(Problems to solve)
1 > Retype the galship rant from "When I left" to "that group either." word for word.
2 > Extend the galship rant past its last sentence, keeping the same first-person voice.

(Document passage)
——

Saturday, July 6, 2013

Galship: A rant.

This is a very tender topic for me.  I started out in ministry before women were thought to be of much value  in my family or the Church.  Consequently I didn't value my womanhood for a long time.  It was only when I entered the convent that I began to realize the real talent and intelligence that I found there.  It was there I experienced a wide ranging experience of women who lived out that wonderful Kinsey spectrum of female sexuality as celibates.  But most of all I found women who could think, not just follow the social convention of the day.  They had opinions, and wrestled with what it meant to be women in orders but who thought differently than the local hierarchy. They
were women of prayer and transformation.  We were all struggling to be what we understood God called of us.  But I did not know 'support' as we know it now. No hugs and tears comforted or pats on the back. It was prayer that was to be our support.  There were sisters who lived their lives of prayer so that it supported you.  But there were no long talks and warm fuzzy sessions with wine that so often characterize today's support.  'Galship' or 'sisterhood (as we called it) was just a compassionate smile in silence as we left chapel.  I knew I was in the prayers of my sisters and they were in mine.  An hour of meditation in the chapel at 4 am with the whole community allowed one to center ones prayer on those I lived with.

When I left the convent because it was not my vocation, I began to meet with a group of women who were lobbying their judicatories for the ordination of women in many different denominations. (1975)  It was the
height of the Feminist movement and was full of strident women.  I was strident alongside of them and  I found myself falling farther and farther away from my Roman Catholic faith.  I was looking for 'sisterhood'
but it wasn't in that group either.

 I did meet J in that group and found in her the kind of sisterhood that I imagined the convent was trying to imitate.  It was a companionship and love that centered in our ministries rather than on a 'coupled' life or making a family.  We have lived together for almost 40 years growing to know what it to live through hardship, fear, misunderstanding simply because neither the Church or 'sisterhood' could really open their eyes to what it means to live holy lives without the support of either marriage or partnership.

——

(Data lines)
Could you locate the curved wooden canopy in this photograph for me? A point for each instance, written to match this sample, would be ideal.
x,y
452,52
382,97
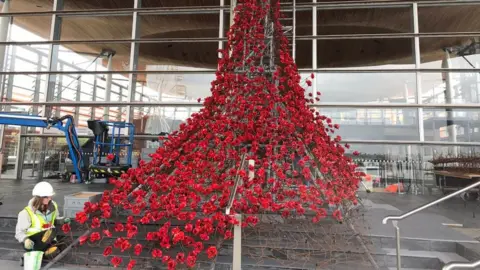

——

(Solved problems)
1 >
When I left the convent because it was not my vocation, I began to meet with a group of women who were lobbying their judicatories for the ordination of women in many different denominations. (1975)  It was the
height of the Feminist movement and was full of strident women.  I was strident alongside of them and  I found myself falling farther and farther away from my Roman Catholic faith.  I was looking for 'sisterhood'
but it wasn't in that group either.

2 >
Early in women's ordination movement there was a figment of 'sisterhood' because we were all working for the same thing.  We had many different ways of addressing the common goal.  But it was not long before the women embraced the same hierarchical thinking as the men.  It was this characteristic that I hoped women would be able to show a different way of living in the Church with Women's Ordination.  I had hoped to find the kind of sisterhood that I had known in the convent, but the ordained ministry is just as cutthroat as finance, banking, academics or any other secular job.  I believe that the Christian message says something about the commonness of our lives--the same level of our lives where ideas and hearts were supported, personalities were respected, and even dumb ideas shared and enjoyed.

I must admit that I do not trust 'galship' much.  I have met many in revgals that I have come to know and cherish just as I do members of parishes and those who do not even believe in God.  I have been iced by women colleagues just as surly as I have been men.  Maybe I am a horrible person but I really think I am just 'odd.'  I am different, not fitting into anyone's pigeonhole .  I don't mind being in that spot.  It is how I have been called to live my life--but is not one where there is a lot of support and friendship.  I speak my mind.  I resent being excluded.  I work hard to make sure that people are accepted as they are.  I am also very short on those who 'pee on my leg and tell me it's raining.'  I have a hard time accepting insincerity from colleagues.  I can tolerate a bit more from parishioners--but not from those who have sworn to live the Truth of Christ.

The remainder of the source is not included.